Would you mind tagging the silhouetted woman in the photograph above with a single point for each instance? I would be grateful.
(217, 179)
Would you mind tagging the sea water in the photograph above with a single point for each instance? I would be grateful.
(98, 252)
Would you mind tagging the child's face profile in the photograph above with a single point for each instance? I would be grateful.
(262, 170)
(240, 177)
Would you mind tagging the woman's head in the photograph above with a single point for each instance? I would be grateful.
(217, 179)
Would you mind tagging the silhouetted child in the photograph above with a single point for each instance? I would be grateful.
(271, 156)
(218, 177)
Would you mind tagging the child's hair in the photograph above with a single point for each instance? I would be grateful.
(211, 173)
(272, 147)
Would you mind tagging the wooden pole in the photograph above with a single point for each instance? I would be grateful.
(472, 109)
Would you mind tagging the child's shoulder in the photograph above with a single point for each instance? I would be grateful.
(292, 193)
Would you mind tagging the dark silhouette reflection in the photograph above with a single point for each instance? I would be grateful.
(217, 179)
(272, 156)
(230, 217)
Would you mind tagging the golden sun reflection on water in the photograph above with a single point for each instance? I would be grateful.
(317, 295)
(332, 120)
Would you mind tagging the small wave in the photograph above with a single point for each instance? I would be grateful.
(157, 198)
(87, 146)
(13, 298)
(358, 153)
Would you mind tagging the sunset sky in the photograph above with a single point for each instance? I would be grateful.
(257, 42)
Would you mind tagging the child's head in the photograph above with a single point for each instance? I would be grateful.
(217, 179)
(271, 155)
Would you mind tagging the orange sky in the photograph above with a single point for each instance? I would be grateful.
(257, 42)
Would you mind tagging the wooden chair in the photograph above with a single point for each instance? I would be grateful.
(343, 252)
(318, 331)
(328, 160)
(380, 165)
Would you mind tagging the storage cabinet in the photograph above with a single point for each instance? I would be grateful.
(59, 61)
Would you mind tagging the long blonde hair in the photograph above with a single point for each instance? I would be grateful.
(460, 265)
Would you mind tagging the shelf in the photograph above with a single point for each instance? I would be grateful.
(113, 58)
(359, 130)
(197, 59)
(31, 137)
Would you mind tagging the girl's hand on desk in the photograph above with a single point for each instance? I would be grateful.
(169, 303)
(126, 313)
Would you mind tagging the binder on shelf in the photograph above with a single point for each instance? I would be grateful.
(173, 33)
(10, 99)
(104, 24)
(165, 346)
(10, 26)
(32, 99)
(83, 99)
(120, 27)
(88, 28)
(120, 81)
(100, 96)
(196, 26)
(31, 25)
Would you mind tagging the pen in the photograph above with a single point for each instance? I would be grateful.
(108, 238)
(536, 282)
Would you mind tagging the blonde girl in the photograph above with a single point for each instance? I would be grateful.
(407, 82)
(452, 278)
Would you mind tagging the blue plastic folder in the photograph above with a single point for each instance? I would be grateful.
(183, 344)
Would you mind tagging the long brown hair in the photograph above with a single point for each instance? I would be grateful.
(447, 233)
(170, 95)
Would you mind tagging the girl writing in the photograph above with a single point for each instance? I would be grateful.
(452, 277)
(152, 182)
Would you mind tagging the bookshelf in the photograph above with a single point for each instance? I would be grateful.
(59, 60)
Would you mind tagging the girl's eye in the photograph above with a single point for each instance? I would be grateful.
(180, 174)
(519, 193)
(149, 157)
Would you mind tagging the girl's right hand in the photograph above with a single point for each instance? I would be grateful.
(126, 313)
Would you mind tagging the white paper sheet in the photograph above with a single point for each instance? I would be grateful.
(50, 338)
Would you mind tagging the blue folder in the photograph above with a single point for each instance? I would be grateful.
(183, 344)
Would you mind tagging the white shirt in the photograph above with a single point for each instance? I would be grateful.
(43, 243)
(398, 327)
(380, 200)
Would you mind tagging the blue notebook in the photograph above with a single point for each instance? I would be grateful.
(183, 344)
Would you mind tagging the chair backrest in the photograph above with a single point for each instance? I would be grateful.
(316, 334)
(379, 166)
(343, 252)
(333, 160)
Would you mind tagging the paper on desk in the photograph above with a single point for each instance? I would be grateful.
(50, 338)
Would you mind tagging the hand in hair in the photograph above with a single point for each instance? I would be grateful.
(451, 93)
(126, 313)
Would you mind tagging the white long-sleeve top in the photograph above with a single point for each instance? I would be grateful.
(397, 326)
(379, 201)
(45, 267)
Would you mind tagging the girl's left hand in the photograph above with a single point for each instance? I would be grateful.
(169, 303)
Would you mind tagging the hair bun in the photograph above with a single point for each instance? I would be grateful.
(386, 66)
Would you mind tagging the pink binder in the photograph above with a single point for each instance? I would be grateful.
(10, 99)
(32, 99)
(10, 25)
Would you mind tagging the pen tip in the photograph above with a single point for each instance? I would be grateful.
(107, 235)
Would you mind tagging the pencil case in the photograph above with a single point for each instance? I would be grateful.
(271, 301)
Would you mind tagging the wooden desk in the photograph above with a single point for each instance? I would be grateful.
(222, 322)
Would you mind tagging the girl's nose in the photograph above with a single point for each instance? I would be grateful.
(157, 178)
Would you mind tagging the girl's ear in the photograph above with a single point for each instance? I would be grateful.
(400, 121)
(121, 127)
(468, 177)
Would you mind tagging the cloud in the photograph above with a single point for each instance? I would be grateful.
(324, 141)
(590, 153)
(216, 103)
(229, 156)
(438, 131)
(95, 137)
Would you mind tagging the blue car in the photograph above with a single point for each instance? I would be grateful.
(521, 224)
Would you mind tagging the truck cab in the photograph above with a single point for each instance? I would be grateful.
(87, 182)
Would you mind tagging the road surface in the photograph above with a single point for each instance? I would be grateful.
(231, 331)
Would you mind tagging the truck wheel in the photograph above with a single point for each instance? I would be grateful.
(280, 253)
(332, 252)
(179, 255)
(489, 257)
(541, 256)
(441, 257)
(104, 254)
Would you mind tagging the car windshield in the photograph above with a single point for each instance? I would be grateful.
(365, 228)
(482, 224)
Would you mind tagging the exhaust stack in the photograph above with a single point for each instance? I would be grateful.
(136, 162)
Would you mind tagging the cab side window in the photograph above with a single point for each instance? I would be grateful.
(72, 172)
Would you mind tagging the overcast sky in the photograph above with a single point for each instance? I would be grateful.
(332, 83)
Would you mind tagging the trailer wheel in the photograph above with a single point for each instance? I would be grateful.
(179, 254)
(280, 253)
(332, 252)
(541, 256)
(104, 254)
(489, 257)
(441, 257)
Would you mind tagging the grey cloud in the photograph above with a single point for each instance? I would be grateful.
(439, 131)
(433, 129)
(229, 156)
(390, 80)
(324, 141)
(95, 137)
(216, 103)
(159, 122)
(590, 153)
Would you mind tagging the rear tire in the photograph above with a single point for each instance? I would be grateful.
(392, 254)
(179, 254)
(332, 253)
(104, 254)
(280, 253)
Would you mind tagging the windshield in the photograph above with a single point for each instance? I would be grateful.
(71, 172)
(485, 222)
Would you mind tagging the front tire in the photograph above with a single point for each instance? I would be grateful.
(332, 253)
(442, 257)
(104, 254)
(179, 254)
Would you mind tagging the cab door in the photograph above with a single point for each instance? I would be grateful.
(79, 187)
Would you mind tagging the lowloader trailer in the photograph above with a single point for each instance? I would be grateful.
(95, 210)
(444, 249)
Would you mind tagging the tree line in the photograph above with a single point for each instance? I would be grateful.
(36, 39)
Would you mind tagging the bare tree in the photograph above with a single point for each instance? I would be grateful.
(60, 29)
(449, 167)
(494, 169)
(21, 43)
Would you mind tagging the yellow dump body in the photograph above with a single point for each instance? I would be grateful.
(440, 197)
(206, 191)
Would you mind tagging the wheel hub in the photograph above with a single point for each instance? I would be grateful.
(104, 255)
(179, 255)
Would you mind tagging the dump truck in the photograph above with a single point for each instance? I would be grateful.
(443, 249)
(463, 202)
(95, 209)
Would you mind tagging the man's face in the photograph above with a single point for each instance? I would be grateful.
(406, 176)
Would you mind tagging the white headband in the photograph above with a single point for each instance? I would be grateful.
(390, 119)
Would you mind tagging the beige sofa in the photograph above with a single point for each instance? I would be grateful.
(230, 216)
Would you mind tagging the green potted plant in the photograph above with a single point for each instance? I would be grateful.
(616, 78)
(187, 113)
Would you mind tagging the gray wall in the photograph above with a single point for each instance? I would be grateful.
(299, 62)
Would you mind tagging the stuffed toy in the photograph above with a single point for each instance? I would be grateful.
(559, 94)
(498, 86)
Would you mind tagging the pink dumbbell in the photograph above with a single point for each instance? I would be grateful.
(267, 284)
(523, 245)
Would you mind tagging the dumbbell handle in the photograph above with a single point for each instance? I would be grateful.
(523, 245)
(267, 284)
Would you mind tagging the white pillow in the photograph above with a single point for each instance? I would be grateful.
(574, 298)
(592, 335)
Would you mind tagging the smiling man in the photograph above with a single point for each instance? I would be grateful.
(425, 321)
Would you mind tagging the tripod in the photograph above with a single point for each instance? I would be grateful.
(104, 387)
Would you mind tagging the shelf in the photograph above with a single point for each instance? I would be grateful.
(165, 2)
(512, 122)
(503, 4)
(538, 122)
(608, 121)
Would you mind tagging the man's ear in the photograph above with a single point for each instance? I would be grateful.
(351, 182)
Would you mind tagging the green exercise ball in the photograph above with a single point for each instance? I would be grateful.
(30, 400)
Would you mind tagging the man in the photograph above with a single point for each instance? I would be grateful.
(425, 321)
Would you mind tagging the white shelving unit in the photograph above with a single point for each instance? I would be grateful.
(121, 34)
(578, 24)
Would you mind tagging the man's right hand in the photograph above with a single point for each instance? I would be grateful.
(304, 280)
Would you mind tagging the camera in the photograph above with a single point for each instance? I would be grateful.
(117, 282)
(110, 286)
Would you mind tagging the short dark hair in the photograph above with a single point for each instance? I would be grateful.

> [Exercise prompt]:
Look above for the line containing "Would you mind tagging the white pillow", then transcribe it and all lines after it through the last, exactly and with nothing else.

> [Result]:
Would you mind tagging the white pillow in the photograph above with a single point for each instance? I would be grateful.
(574, 298)
(592, 335)
Would you mind tagging the smiling man in the photograph above with a single point for each instance? I would be grateful.
(425, 321)
Would you mind tagging the tripod in the photograph above with a single point for each instance? I would be grateful.
(104, 387)
Would you mind tagging the shelf in the photograph above with a single point for each instance? I would be grateful.
(165, 2)
(512, 122)
(503, 4)
(538, 122)
(608, 121)
Would you mind tagging the man's ear in the photograph above with a single point for each instance? I would be grateful.
(351, 182)
Would you mind tagging the green exercise ball in the photograph above with a single point for each instance? I would be grateful.
(30, 400)
Would you mind tagging the man in the photograph above with a single point for each instance? I would be grateful.
(425, 321)
Would you mind tagging the white shelving unit in the photograph above with a single point for each instance? I would be grateful.
(121, 34)
(578, 24)
Would you mind tagging the man's right hand in the photograph above with a single point for each instance? I would be grateful.
(304, 280)
Would you mind tagging the camera in the photograph above with a single point for each instance? I would be grateful.
(117, 282)
(110, 286)
Would you mind tagging the short dark hair in the photograph above with a single point for each instance? I would be grateful.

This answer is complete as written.